Return every line of the material below that contains the word "glove", copying each line in full.
****
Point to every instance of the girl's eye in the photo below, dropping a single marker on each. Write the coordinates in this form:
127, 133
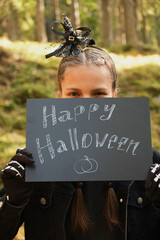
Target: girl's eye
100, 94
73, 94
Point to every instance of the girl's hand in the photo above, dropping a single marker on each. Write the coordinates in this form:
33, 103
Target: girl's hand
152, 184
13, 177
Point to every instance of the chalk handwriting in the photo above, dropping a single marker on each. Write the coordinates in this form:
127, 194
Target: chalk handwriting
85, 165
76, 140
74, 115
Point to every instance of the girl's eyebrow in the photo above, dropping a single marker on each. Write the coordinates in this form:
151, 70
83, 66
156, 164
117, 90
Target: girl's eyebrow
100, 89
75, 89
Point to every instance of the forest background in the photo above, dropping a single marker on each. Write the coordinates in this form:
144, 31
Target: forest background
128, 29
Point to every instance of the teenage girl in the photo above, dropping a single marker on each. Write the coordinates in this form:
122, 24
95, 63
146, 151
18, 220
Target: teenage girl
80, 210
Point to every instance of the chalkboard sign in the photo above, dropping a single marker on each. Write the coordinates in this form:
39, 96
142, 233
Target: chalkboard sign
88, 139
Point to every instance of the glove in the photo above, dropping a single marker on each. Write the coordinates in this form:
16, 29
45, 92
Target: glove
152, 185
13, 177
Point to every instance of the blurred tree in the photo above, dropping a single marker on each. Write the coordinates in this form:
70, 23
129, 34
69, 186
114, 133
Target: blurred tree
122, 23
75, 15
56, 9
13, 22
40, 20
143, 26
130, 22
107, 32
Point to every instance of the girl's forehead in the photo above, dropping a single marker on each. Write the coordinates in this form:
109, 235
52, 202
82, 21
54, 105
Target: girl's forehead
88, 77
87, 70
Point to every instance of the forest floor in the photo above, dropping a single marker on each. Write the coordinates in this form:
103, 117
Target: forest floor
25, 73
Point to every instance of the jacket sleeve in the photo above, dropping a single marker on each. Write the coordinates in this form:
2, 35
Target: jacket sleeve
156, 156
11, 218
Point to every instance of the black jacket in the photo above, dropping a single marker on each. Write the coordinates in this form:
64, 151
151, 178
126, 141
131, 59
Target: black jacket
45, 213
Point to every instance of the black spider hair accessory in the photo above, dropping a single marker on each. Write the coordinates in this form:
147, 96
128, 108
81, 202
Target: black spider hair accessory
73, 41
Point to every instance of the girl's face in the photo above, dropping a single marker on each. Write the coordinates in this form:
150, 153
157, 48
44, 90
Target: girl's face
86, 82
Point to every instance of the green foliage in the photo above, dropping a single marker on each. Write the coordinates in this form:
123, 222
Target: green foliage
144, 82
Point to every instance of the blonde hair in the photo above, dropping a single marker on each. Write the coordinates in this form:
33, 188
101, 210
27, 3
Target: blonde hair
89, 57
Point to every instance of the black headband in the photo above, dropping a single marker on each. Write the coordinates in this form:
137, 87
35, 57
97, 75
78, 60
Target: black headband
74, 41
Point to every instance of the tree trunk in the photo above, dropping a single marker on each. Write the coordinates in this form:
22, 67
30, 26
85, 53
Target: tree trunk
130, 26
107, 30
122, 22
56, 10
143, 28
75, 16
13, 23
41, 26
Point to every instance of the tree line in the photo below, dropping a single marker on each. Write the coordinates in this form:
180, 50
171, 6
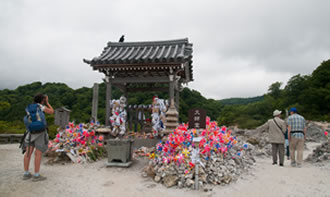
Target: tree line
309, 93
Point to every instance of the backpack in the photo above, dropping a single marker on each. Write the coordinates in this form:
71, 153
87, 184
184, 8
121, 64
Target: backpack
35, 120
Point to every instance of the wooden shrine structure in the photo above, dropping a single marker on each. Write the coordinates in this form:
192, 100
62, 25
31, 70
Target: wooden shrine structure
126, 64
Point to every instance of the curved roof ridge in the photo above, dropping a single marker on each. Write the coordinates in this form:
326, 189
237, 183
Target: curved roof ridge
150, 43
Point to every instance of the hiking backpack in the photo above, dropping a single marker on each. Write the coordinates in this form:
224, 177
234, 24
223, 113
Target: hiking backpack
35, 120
****
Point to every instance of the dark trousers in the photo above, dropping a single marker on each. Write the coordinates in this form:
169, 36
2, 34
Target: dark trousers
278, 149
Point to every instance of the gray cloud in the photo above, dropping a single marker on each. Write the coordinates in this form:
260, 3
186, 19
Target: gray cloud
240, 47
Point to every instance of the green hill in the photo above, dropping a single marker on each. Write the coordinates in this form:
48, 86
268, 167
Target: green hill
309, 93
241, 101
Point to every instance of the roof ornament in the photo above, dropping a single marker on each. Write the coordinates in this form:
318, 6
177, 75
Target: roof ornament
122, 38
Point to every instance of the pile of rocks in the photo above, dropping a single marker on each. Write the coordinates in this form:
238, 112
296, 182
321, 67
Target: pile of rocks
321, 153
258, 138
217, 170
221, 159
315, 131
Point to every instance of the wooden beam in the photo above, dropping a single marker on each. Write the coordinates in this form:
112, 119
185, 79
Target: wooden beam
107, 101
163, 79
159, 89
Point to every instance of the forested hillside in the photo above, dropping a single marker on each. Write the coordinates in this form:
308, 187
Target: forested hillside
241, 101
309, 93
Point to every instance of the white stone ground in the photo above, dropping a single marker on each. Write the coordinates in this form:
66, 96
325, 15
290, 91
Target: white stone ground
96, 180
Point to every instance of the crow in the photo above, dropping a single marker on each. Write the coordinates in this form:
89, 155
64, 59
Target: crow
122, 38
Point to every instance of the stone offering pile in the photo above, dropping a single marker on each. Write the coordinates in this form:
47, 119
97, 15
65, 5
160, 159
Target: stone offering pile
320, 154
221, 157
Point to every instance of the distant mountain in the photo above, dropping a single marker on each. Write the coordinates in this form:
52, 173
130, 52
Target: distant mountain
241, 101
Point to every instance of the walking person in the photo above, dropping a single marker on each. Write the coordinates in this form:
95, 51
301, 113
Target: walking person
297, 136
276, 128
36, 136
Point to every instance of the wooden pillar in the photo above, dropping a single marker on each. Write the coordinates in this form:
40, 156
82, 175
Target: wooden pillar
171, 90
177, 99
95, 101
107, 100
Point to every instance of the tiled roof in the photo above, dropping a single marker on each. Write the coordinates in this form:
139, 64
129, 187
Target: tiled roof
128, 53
****
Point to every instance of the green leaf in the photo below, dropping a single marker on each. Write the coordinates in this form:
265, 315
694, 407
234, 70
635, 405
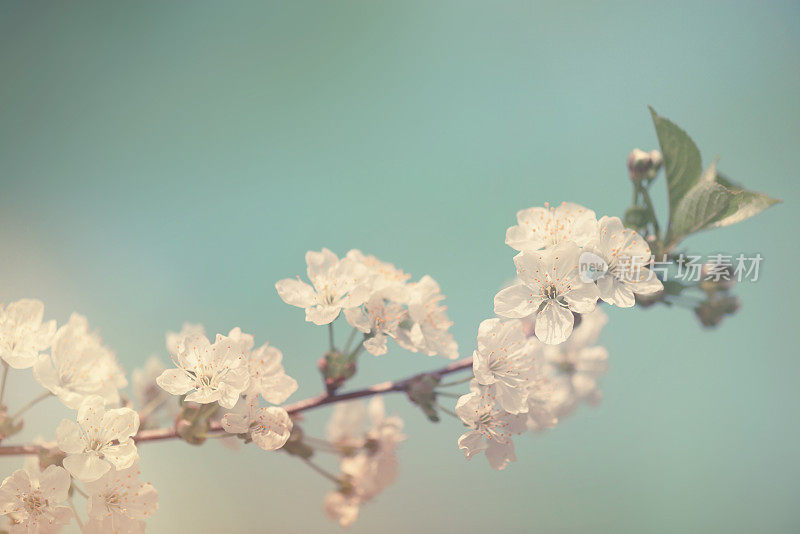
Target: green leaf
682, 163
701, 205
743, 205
****
RESPONSE FOR THIS EXERCISE:
Point to every instance of the glove in the photo above, dropping a single marker on each. Write the coordinates in this form:
Target: glove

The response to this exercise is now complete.